[Photo-based point-labeling data]
╭──

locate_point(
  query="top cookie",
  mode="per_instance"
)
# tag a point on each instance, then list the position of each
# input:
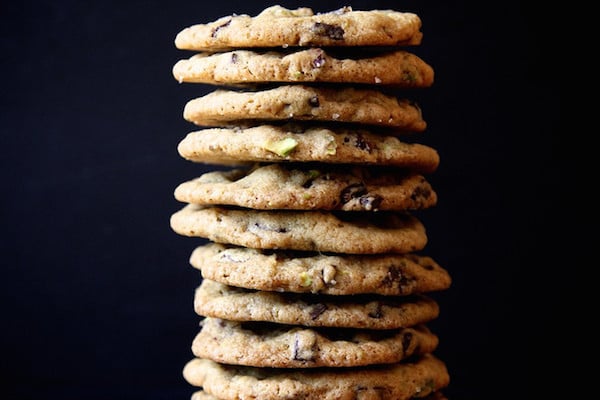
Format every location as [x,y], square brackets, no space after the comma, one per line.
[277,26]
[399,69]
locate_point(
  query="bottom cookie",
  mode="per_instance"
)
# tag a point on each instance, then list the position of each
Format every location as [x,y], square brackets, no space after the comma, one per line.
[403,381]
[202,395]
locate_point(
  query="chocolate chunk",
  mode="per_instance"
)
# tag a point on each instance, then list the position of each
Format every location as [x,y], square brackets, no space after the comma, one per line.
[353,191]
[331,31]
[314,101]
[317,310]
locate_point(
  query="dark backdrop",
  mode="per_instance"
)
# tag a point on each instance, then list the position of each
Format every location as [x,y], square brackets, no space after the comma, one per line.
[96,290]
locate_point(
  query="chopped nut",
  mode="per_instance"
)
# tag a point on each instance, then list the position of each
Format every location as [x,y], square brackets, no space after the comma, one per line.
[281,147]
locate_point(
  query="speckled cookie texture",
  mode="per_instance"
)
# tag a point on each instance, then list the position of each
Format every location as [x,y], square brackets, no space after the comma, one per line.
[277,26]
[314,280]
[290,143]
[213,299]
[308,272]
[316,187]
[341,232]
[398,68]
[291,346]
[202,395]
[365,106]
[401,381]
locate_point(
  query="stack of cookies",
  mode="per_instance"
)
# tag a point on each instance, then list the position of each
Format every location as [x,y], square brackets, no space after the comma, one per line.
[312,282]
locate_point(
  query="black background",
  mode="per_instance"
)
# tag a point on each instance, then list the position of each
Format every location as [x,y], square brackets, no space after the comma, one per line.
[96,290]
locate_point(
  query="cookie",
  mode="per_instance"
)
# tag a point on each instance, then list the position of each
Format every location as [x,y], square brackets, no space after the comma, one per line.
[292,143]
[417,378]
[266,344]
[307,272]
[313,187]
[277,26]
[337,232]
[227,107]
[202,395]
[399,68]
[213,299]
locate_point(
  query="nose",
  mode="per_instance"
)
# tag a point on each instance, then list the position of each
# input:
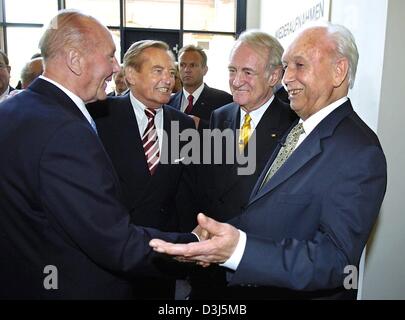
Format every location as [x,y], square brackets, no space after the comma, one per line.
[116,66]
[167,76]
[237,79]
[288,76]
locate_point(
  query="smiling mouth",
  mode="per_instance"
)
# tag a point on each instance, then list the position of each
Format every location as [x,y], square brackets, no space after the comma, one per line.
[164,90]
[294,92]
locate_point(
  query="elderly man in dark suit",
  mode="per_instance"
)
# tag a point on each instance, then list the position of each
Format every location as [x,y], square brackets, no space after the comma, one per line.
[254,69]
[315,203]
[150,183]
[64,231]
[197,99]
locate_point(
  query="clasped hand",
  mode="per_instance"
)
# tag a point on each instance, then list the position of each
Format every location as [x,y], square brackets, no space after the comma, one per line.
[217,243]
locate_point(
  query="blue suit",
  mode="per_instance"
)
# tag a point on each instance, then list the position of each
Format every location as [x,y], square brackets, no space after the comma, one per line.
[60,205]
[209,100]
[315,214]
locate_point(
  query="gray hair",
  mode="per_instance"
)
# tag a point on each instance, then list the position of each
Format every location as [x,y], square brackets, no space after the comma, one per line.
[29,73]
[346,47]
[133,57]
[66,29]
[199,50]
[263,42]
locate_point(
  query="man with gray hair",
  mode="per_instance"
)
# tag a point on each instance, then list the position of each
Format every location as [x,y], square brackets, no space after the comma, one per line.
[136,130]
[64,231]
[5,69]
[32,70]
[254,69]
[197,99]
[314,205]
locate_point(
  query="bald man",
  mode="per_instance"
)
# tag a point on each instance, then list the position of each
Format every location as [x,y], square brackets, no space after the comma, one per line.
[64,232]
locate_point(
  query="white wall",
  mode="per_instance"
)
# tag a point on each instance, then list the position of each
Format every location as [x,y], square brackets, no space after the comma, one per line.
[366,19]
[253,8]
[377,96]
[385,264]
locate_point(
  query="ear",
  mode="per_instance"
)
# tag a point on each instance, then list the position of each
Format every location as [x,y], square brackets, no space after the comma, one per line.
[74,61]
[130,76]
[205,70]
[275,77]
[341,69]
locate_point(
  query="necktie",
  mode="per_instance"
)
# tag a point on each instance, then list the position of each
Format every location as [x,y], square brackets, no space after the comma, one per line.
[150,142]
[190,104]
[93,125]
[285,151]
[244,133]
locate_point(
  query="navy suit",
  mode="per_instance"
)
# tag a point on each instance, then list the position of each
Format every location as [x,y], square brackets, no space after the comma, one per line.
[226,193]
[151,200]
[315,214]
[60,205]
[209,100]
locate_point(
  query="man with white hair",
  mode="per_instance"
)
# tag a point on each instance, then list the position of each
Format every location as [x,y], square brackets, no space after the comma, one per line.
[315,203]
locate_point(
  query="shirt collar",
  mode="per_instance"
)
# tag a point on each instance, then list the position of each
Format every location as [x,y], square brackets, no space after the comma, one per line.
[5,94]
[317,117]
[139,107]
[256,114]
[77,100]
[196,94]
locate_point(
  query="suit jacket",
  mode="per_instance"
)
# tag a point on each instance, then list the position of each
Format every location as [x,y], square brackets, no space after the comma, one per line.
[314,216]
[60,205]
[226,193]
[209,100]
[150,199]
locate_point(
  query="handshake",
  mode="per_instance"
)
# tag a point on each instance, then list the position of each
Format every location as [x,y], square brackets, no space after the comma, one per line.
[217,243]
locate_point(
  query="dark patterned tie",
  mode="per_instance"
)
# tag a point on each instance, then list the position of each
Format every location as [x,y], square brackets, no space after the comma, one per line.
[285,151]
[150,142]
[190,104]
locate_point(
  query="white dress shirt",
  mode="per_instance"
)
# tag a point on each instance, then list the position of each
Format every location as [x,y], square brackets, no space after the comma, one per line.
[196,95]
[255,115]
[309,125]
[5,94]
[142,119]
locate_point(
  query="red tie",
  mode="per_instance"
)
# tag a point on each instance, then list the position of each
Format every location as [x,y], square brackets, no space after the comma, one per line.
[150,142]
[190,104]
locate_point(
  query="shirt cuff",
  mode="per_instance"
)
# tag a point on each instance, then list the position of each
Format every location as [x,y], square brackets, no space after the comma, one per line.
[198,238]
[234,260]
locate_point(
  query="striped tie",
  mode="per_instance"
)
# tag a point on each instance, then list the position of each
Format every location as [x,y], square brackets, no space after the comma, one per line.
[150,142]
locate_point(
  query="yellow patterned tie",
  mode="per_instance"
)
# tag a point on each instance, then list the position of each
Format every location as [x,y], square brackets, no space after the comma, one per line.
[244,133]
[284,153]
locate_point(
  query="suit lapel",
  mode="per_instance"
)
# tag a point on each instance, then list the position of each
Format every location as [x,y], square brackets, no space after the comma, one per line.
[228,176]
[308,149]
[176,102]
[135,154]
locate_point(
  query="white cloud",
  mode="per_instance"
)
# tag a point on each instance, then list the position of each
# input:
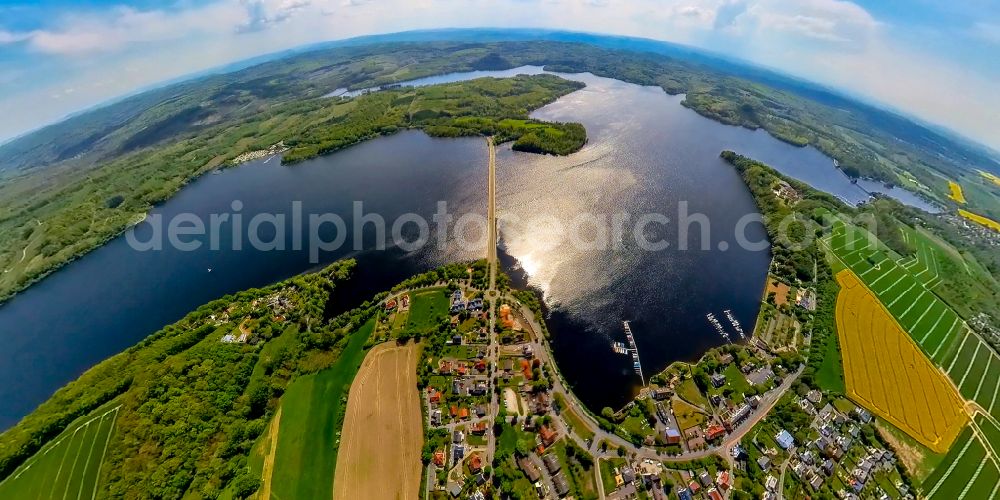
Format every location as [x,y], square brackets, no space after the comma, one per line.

╰──
╭──

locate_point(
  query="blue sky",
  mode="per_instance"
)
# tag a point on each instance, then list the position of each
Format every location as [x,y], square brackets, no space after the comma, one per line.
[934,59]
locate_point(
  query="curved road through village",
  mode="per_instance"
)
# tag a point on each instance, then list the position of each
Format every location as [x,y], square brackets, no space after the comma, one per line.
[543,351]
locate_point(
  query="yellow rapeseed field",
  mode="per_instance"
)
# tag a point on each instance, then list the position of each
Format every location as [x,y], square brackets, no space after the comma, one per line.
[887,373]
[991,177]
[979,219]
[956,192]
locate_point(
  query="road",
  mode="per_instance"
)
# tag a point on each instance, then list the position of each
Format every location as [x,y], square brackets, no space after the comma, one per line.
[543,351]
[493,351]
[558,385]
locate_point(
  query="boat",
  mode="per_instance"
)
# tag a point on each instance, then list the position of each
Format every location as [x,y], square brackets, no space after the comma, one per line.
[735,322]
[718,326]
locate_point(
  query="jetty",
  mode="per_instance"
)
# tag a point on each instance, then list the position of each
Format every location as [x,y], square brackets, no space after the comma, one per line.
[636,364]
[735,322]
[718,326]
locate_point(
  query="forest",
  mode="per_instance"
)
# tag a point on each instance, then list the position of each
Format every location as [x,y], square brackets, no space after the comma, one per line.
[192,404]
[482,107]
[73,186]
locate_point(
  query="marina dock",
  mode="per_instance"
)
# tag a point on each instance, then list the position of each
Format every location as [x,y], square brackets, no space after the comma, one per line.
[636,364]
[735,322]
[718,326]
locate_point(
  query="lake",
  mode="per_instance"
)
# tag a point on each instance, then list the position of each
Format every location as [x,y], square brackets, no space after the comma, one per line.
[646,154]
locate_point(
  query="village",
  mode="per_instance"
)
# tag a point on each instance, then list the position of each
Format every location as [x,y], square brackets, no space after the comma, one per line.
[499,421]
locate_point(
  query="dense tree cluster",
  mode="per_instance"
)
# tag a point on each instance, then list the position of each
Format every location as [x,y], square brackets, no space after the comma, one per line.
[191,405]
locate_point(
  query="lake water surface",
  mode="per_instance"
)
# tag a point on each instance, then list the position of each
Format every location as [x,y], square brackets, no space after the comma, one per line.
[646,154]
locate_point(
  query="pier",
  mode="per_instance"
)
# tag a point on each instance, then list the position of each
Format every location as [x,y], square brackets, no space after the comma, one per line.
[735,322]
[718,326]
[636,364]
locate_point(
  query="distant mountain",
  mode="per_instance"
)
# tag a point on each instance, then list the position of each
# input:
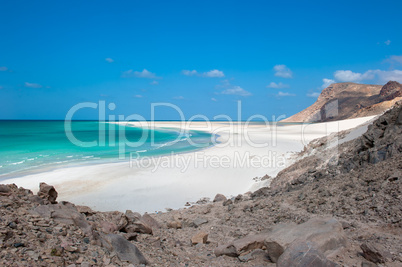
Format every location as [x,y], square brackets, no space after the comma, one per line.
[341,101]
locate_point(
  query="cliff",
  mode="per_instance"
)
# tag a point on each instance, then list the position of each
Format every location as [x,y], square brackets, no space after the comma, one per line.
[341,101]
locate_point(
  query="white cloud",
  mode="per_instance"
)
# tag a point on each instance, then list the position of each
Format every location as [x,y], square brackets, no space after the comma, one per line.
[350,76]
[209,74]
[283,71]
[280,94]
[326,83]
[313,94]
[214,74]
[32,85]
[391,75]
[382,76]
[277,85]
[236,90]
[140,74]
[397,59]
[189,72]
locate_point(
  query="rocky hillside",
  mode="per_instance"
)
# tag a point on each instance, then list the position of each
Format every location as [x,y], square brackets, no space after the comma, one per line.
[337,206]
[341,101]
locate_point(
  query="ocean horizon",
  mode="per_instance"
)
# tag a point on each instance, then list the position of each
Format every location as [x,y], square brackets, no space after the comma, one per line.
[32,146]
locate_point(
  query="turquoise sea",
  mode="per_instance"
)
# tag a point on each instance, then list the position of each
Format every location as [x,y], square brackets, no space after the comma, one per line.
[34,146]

╰──

(Problem requirements)
Count the lines in the items above that contain the word "gray", and give only that number.

(Exercise response)
2